DIRECTIONS FOR THIS TASK: Repeat the material in full. Keep every line exactly as it is.

ENTRIES:
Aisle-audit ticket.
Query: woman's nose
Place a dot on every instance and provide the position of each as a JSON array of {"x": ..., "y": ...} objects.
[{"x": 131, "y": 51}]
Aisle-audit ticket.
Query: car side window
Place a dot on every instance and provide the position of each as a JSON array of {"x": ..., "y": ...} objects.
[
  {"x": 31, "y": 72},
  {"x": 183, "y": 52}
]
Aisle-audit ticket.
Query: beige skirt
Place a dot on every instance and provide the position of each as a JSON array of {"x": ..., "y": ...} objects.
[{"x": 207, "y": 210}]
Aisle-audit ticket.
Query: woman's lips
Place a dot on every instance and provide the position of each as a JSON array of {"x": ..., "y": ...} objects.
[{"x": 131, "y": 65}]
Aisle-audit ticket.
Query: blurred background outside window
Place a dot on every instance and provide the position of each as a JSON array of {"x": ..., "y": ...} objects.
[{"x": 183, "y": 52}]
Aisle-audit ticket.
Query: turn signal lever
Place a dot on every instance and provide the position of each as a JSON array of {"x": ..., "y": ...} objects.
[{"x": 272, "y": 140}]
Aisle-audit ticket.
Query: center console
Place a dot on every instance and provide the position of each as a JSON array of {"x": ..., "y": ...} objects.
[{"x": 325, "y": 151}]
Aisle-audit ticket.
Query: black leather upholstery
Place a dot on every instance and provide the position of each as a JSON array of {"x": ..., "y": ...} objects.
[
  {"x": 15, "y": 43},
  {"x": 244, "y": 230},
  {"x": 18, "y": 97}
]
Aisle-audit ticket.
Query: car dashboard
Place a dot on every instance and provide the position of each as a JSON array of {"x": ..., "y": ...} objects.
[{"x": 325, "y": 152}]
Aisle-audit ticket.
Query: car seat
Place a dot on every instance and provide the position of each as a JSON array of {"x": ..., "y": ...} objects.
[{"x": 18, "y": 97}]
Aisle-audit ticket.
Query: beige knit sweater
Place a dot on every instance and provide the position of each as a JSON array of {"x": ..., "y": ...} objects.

EXERCISE OUTPUT:
Aisle-audit ticket.
Query: woman's nose
Place a dot on every instance and provide the position of each as a JSON array of {"x": ..., "y": ...} objects.
[{"x": 131, "y": 51}]
Aisle-audit ticket.
Query: car side window
Place a dot on every instance and provide the position of each as a JSON array of {"x": ..., "y": ...} objects.
[
  {"x": 31, "y": 72},
  {"x": 183, "y": 52}
]
Aisle-audit ticket.
Query: beige skirt
Place a dot on every instance and provide the position of each as a JSON array of {"x": ..., "y": ...} objects.
[{"x": 207, "y": 210}]
Aisle-audit ticket.
Query: woman's lips
Place a dot on every instance and provide the position of each as a JSON array of {"x": ..., "y": ...} objects.
[{"x": 131, "y": 65}]
Aisle-audit ticket.
Query: blurred background outside window
Place a dot on every instance and provide the position of each as a JSON array of {"x": ..., "y": ...} objects.
[{"x": 183, "y": 52}]
Aisle-audit ticket.
Query: turn signal lever
Place a dot on every instance and provide the position of each as a JSON array of {"x": ..., "y": ...} objects.
[{"x": 272, "y": 140}]
Aisle-audit ticket.
Query: center console
Place a dot on every instance and provide the position of each as a JSON array of {"x": ..., "y": ...} objects.
[{"x": 325, "y": 151}]
Aisle-audit ticket.
Query: black leather upholstery
Place a dot on every instance and provide the position of each as a JSON array of {"x": ..., "y": ...} objects.
[
  {"x": 15, "y": 43},
  {"x": 244, "y": 230},
  {"x": 18, "y": 97}
]
Aisle-audit ticket.
Query: car dashboard
Place a dot on every instance and provide the position of each as a JSON array of {"x": ..., "y": ...} objects.
[{"x": 325, "y": 152}]
Aisle-audit ticket.
Query: car seat
Place a dot on every instance and provide the position of each as a JSON array of {"x": ..., "y": ...} objects.
[{"x": 18, "y": 97}]
Aisle-audit ticket.
Query: beige knit sweater
Place a dot on every instance and provide the position of each as a JSON array of {"x": ..., "y": ...} objects.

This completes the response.